Washington: A federal judge signaled that US President Donald Trump may have sweeping authority under immigration law, even as she questioned a legal challenge to his administration’s decision to impose a $100,000 fee on companies seeking new H-1B visas for highly skilled foreign workers.

US District Judge Beryl Howell pressed attorneys for the US Chamber of Commerce and other plaintiffs who are asking the court to block enforcement of the presidential proclamation or strike it down outright. The policy, unveiled earlier this year, dramatically raises the cost for employers hiring foreign workers under the H-1B program.

Howell, an appointee of former President Barack Obama, pointed repeatedly to the breadth of powers Congress has delegated to the president to regulate the entry of foreign nationals. She cited statutory language allowing the executive branch to restrict entry and questioned whether there were meaningful limits on that authority.

“Congress has handed (those powers) to the president with a red ribbon on it,” Howell said, noting that the law permits the president to “impose on the entry of aliens any restrictions to be appropriate.”

The judge said it was “pretty hard to see limiting principles” in the provisions at issue and suggested that the Chamber of Commerce might be better served pursuing legislative changes rather than court action. Calling the business group a major political force, Howell said it knows “how to go to Congress and get Congress to modify statutes.”

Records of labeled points

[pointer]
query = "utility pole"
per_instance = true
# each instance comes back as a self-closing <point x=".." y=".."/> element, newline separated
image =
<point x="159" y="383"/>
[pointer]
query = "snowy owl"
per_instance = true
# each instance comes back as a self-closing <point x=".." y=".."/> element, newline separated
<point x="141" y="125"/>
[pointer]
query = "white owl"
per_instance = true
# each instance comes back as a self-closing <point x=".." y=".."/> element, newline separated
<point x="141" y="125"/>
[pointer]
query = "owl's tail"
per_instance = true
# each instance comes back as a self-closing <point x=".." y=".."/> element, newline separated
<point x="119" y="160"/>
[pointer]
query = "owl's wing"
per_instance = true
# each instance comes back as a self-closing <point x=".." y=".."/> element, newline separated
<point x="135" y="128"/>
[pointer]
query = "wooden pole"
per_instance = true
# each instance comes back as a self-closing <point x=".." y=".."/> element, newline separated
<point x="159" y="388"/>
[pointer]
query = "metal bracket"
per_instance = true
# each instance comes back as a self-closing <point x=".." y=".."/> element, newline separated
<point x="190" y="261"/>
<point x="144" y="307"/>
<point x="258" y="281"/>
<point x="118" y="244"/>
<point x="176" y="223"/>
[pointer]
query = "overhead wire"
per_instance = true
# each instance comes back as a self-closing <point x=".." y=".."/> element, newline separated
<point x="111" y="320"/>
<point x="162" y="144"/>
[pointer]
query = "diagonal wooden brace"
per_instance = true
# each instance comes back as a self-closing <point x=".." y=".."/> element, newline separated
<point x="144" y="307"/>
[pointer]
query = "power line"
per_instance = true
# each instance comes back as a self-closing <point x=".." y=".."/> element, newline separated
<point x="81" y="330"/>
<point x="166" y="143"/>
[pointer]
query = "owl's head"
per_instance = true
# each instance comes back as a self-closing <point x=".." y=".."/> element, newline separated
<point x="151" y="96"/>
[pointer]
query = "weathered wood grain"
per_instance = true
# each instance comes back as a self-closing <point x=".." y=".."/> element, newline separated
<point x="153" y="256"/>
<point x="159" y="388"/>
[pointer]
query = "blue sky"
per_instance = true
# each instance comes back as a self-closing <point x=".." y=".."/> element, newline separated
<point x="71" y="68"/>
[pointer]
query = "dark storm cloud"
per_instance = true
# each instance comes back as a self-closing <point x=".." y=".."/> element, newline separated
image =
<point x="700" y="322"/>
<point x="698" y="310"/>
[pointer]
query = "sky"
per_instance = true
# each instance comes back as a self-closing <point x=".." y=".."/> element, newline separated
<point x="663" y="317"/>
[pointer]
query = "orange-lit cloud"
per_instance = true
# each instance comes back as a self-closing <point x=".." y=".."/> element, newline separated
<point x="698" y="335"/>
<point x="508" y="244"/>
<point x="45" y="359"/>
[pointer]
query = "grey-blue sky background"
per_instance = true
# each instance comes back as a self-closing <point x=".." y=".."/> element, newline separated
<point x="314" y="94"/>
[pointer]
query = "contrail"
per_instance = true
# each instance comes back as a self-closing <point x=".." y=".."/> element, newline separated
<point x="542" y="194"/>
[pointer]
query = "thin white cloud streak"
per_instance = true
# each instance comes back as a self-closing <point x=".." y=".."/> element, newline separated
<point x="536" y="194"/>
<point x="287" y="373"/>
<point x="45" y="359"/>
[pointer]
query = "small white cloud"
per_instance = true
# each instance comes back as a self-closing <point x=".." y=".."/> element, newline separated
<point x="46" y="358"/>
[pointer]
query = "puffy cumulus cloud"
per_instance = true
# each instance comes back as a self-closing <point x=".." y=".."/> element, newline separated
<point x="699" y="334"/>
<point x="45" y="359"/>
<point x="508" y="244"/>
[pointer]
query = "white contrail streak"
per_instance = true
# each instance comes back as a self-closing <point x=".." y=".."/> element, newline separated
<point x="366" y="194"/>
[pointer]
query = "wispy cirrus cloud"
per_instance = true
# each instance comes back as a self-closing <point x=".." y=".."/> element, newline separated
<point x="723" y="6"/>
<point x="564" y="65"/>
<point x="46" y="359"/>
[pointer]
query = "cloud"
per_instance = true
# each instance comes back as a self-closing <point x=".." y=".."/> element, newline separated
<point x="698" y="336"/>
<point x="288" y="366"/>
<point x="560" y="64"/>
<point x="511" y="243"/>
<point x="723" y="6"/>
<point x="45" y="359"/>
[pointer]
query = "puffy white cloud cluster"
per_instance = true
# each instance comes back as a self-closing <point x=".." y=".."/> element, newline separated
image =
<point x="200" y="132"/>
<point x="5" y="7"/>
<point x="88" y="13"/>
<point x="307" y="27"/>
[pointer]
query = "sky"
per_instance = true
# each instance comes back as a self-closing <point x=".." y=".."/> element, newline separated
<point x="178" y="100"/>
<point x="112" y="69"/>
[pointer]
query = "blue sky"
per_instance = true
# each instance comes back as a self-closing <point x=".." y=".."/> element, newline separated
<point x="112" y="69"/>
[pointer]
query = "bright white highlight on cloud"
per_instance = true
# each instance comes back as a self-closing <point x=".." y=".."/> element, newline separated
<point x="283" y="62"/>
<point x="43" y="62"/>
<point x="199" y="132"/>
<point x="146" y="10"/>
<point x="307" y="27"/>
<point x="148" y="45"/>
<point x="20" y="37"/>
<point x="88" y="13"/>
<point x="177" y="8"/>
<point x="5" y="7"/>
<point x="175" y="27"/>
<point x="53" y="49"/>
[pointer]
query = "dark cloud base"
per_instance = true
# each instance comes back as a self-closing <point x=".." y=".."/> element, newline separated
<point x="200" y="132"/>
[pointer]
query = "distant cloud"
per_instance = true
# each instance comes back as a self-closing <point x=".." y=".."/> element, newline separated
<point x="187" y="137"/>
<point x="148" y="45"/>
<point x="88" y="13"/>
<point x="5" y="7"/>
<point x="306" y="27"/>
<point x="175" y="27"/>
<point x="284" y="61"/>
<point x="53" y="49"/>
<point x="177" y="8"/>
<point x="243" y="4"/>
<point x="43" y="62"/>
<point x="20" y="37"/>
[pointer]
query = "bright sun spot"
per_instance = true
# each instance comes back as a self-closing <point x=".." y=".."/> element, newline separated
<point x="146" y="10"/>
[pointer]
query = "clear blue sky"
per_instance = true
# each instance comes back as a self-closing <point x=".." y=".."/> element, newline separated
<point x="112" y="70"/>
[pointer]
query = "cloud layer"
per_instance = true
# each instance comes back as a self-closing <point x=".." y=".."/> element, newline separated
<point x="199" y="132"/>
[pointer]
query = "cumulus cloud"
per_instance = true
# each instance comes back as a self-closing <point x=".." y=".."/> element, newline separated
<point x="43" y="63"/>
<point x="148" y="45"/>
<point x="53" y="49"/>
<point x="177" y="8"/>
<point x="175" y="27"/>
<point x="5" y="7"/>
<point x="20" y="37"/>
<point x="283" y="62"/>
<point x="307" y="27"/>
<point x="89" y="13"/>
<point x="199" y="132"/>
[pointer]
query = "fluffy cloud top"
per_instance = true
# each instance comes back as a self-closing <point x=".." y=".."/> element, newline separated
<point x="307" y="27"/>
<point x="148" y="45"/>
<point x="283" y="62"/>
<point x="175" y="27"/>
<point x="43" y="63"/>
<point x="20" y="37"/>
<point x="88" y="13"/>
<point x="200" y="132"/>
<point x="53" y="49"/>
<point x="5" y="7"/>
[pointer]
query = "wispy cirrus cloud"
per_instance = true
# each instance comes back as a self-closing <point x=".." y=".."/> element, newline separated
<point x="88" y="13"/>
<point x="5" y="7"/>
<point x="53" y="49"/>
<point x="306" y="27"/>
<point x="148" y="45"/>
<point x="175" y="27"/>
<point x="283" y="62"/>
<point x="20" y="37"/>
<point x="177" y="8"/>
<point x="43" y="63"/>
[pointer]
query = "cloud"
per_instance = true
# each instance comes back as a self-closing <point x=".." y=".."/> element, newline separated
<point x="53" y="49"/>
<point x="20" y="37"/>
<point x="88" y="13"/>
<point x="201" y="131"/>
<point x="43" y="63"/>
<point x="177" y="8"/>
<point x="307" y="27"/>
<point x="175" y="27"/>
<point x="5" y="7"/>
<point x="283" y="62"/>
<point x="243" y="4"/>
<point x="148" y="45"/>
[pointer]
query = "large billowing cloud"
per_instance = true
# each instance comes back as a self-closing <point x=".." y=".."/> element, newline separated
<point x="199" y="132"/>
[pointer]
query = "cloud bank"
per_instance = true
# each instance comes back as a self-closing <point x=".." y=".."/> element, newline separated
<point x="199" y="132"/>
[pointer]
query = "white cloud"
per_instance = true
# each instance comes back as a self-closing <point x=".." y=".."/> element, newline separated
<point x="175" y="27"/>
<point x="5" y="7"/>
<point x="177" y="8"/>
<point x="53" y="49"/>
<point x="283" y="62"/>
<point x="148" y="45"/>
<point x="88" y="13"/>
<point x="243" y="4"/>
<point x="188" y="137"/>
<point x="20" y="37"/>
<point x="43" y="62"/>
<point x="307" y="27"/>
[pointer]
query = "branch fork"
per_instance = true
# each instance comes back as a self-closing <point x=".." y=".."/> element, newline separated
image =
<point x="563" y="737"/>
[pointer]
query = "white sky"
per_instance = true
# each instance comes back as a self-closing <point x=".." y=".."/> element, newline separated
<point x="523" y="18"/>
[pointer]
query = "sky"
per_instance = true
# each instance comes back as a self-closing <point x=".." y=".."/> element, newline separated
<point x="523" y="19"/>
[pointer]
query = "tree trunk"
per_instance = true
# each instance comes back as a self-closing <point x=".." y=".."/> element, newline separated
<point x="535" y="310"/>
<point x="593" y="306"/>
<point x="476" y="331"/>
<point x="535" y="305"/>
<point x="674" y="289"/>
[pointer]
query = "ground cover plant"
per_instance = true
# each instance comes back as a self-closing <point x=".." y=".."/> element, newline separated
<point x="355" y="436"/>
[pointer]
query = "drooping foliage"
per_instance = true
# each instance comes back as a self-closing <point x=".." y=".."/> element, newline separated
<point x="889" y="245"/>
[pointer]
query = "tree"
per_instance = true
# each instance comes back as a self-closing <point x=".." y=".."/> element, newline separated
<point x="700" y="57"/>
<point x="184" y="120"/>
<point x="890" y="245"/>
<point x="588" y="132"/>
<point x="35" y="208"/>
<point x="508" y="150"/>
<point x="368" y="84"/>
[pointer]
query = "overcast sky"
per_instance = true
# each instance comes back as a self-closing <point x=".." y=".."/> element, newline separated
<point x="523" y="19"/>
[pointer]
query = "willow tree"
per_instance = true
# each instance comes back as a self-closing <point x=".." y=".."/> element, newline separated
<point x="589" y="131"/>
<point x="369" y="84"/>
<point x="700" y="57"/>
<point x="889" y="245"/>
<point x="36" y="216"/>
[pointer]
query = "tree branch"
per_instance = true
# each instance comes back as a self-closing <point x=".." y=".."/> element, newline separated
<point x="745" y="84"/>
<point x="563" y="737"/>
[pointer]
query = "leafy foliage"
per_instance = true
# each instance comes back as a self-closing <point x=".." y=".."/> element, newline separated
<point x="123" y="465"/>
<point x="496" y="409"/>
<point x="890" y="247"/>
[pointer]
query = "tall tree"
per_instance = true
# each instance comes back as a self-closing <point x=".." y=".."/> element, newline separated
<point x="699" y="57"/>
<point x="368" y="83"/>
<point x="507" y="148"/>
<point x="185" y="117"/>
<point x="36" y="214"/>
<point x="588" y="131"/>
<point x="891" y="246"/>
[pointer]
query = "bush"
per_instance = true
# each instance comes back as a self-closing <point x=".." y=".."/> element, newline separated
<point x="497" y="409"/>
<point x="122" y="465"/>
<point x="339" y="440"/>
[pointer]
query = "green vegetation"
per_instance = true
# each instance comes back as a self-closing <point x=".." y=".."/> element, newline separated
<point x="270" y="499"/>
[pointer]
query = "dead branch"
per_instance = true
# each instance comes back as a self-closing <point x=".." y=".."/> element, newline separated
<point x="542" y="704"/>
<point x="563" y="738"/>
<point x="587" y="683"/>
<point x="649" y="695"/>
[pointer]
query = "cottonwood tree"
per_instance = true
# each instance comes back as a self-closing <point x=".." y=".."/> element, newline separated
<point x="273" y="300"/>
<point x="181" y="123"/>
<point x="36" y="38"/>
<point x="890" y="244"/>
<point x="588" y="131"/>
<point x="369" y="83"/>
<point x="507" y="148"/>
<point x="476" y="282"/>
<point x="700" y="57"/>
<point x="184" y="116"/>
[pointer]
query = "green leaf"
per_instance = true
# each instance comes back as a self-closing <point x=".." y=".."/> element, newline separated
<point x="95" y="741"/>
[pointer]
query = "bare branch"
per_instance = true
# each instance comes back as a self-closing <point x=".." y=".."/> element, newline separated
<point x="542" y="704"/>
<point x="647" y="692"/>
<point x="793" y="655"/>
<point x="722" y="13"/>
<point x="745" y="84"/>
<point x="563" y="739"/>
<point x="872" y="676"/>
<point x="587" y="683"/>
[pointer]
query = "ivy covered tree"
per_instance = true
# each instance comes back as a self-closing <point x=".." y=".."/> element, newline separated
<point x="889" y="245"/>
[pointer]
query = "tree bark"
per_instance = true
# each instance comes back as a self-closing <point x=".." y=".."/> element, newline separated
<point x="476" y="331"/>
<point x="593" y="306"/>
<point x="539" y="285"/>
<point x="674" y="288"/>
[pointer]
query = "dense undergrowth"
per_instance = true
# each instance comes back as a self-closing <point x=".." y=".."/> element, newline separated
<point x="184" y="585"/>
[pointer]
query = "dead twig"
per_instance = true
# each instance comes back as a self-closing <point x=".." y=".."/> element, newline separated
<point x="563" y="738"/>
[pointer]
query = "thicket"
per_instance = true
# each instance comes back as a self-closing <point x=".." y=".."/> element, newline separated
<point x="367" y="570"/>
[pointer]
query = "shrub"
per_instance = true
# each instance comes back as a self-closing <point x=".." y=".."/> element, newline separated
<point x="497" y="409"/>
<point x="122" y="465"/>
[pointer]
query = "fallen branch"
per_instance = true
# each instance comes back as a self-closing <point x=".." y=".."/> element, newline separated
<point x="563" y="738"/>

Problem set:
(1) Please list every person named in the H-1B fee article.
(2) Continue the H-1B fee article after its last sentence.

Written answers:
(1)
Donald Trump
Beryl Howell
Barack Obama

(2)
The proclamation imposes a $100,000 fee on companies for each new H-1B visa application. The administration has argued the increase is necessary to curb what it describes as “systemic abuse” of the program that has undermined US economic and national security interests.

Zachary Schauf, an attorney at Jenner & Block representing the plaintiffs, countered that the president’s authority has never been used to impose such a fee. He said the move effectively regulates domestic employment, an area he argued falls outside the scope of the president’s unilateral powers.

Justice Department attorney Tiberius Davis defended the policy, saying exemptions for certain foreign nationals already in the United States show that the proclamation does not override the H-1B program itself. He said the fee functions as a restriction on entry, which Congress has allowed, rather than a rewrite of immigration law.

Howell also questioned whether the Chamber has standing to sue, noting that nonprofit organizations and other entities not subject to the H-1B cap may have “more clear standing.” The Chamber’s lawsuit is one of several challenging the new fee.

The H-1B program allows US employers to hire foreign workers in specialty occupations and is used heavily by the technology sector. It provides 65,000 visas annually, plus 20,000 additional visas for workers with advanced degrees from US universities. Before the proclamation, total H-1B-related fees typically ranged from about $2,000 to $5,000.

Trump has said the program has been abused by employers seeking cheaper labor and has ordered enhanced vetting of H-1B applicants, while proposing changes that would favor higher-skilled and better-paid workers.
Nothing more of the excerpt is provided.